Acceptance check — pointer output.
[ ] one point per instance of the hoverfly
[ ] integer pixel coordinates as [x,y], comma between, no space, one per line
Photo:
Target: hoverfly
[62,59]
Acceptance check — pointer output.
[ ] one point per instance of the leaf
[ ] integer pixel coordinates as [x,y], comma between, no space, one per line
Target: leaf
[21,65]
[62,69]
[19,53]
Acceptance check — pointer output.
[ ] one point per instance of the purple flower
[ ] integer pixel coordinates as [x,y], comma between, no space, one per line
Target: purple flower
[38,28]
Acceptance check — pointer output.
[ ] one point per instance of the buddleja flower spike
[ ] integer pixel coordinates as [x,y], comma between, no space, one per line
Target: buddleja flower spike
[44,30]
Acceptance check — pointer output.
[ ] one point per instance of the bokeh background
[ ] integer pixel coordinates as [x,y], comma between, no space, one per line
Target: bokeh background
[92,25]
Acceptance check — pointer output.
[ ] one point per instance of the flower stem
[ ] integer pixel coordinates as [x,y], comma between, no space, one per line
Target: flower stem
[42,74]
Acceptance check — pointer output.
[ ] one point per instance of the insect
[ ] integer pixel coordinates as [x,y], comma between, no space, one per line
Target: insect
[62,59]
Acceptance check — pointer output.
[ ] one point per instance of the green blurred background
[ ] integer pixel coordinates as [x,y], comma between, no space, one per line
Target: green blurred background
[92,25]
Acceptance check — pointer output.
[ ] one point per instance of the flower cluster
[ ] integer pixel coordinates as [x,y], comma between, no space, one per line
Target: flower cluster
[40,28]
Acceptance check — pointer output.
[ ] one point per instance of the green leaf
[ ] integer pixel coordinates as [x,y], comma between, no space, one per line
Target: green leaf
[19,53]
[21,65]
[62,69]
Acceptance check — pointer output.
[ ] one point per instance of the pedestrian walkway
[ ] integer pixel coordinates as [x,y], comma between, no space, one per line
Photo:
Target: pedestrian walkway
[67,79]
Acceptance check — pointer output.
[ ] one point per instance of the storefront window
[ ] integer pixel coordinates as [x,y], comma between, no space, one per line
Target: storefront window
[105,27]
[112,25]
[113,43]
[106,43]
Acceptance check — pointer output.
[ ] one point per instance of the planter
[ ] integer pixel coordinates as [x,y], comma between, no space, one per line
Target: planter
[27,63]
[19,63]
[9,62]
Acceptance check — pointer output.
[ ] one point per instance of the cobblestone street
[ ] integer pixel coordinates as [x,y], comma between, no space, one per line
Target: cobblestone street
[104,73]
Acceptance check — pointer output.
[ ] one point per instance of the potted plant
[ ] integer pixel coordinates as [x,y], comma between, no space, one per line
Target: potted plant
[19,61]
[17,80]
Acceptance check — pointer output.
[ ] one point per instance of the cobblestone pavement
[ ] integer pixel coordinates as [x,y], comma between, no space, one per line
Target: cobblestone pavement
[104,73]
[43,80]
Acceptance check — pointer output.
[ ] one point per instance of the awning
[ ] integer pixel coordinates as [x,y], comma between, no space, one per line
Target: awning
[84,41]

_____

Exercise details:
Your task is to transcribe the material exactly.

Reply to the exercise:
Acceptance check — pointer output.
[ ] one point per instance of the hoverfly
[ ] integer pixel coordinates as [x,y], comma between, no space, one per line
Photo:
Target: hoverfly
[62,59]
Acceptance check — pointer output.
[ ] one point per instance of the leaf
[ ] integer pixel coordinates as [x,y], comma between, no space, one per line
Target: leaf
[21,65]
[62,69]
[19,53]
Acceptance check — pointer output.
[ ] one point per instance of the purple flower
[ ] integer pixel coordinates as [x,y], comma between, no space, one per line
Target: purple flower
[38,28]
Acceptance check — pointer output.
[ ] one point per instance of the buddleja flower spike
[ ] integer pixel coordinates as [x,y], comma between, no space, one per line
Target: buddleja flower spike
[44,30]
Acceptance check — pointer output.
[ ] one point per instance of the bokeh background
[ ] integer pixel coordinates as [x,y], comma between, no space, one per line
Target: bokeh background
[92,25]
Acceptance check — pointer output.
[ ] one point per instance of the flower stem
[ ] integer pixel coordinates as [x,y], comma between, no space, one per line
Target: flower stem
[42,74]
Acceptance check — pointer output.
[ ] one point per instance of the insect
[ ] integer pixel coordinates as [x,y], comma between, no space, one per line
Target: insect
[62,59]
Acceptance check — pointer output.
[ ] one point per instance of the green blurred background
[ ] integer pixel coordinates as [x,y], comma between, no space, one per line
Target: green blurred background
[92,25]
Acceptance check — pointer output.
[ ] one point per instance of the flower cluster
[ ] integer pixel coordinates as [x,y], comma between, no space, one per line
Target: flower cluster
[40,28]
Acceptance check — pointer output.
[ ] one point per instance of the green leaf
[ ] integer pixel coordinates as [x,y], comma between, no space, one per line
Target: green leaf
[19,53]
[21,65]
[62,69]
Acceptance check — pointer output.
[ ] one point per instance of the pedestrian walkway
[ ] integer pixel coordinates as [x,y], comma between, no space, one per line
Photo:
Target: pedestrian walkway
[67,79]
Acceptance check — pointer output.
[ ] one point per instance of the storefront window
[ ] integer pixel coordinates as [x,y], comma between, no space, one per line
Target: storefront window
[105,27]
[112,25]
[113,43]
[106,43]
Acceptance check — pointer output.
[ ] one point per instance of the planter
[ ] integer pixel coordinates as [x,y], comma between, no space, one per line
Target: planter
[27,63]
[19,63]
[9,62]
Acceptance check — pointer output.
[ ] one point per instance of the cobblestone street
[ ] integer pixel coordinates as [x,y], comma between, no space, one per line
Target: cobblestone street
[104,73]
Acceptance check — pointer output.
[ ] one point per instance of the potted plant
[ ] integer pixel coordinates as [x,y], comma between, no space, one per line
Target: potted plant
[19,61]
[17,80]
Acceptance check — pointer output.
[ ] one point per instance of the cobblestone pavement
[ ] integer pixel coordinates as [x,y], comma between, no space, one per line
Target: cobblestone pavement
[104,73]
[43,80]
Acceptance check — pointer output.
[ ] one point per instance of the awning
[ ] integer pixel coordinates as [x,y], comma between, no space, one per line
Target: awning
[84,41]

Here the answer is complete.